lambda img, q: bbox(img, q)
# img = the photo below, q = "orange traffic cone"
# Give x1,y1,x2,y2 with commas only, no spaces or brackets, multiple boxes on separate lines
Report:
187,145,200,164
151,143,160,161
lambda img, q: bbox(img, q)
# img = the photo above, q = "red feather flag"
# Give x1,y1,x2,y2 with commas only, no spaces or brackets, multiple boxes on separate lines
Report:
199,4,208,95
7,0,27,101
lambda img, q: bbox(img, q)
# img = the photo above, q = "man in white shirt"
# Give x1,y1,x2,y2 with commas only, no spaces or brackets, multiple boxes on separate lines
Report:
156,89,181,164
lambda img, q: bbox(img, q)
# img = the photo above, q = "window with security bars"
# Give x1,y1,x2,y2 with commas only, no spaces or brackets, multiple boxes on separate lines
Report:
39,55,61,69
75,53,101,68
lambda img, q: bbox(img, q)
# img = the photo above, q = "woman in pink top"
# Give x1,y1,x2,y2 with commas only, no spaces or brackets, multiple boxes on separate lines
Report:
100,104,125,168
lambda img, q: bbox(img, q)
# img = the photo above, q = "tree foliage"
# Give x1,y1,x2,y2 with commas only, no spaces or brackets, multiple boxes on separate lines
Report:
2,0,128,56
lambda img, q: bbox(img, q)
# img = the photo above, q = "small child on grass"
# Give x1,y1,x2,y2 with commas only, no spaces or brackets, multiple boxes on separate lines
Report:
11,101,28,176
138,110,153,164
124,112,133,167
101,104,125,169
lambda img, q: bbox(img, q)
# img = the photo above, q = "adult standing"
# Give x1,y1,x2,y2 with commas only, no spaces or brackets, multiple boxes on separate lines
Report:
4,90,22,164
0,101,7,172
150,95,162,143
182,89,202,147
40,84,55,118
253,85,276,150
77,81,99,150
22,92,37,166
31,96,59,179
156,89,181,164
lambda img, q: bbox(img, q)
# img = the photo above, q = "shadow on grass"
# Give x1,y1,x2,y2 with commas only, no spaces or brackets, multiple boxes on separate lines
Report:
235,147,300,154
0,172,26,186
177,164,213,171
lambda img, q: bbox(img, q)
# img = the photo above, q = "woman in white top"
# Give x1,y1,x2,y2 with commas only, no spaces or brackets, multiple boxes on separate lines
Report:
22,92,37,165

══════════════════════════════

All of the entries above are to be written out again exactly.

lambda img, q: bbox(img, q)
# img = the photo below, q = "orange traffic cone"
# Give x1,y1,x2,y2 with commas only, no spaces or brackets, multiple boxes on separate lines
Report:
187,145,200,164
151,143,160,161
lambda img, q: bbox(img, q)
# img = the photo above, q = "red feather flag"
# Give x1,y1,x2,y2 with commas only, no spaces or brackets, multiple boxes on separate lines
Report:
199,4,208,95
7,0,27,101
lambda img, q: bbox(img, q)
# img = the photo above, q = "man in white shirt"
# Give x1,y1,x2,y2 with commas only, no spaces or brackets, multiple boxes on separate lines
Report:
156,89,181,164
lambda img, q: bbox(img, q)
# img = the photo above, q = "window with security bars"
# Give x1,y1,x2,y2 with commas only, no spaces or brackets, multiple boxes on separate lines
Report:
39,55,61,69
75,53,101,68
lambda img, q: bbox(img, q)
# img = the photo above, q = "woman in pink top"
# Give x1,y1,x2,y2 with commas only, no spaces or brackets, multiple boxes on separate lines
Report:
100,104,125,168
lambda img, q: bbox(img, q)
# img = the photo above, q = "tree foliage"
# Give x1,y1,x2,y2 with commas only, no spaces or brackets, multiple boxes on separate lines
Report:
2,0,128,56
lambda img, q: bbox(img, q)
# img = the photo above, q = "small child on grass"
# Give x1,y1,x2,y2 with commas only, no spaces or brackets, multiple boxes on separate lines
Report:
11,101,28,176
138,110,153,164
124,112,133,167
101,104,125,169
lambda img, q: bbox(img, q)
# img = the photo above, q = "adult standing"
# Give x1,y1,x2,y2 with commas only, no spaces or brackets, multiple boxes on separate lines
Report:
4,90,22,164
0,101,7,172
150,95,162,143
182,89,202,147
40,84,55,118
253,85,276,150
77,81,99,150
22,92,37,166
31,96,59,179
156,89,181,164
lambda img, q: bbox(img, q)
# img = the photo above, q = "shadow on grass"
# Give x1,y1,x2,y2 with commas only, no spaces or brackets, multiple boxes on separate lines
Report:
235,147,300,154
0,172,26,186
177,164,213,171
lambda img, q: bbox(img, q)
# img = the photo above, q = "woman in white top"
# Give x1,y1,x2,y2 with commas only, no spaces or brackets, multiple boxes on separate lines
Report:
22,92,37,165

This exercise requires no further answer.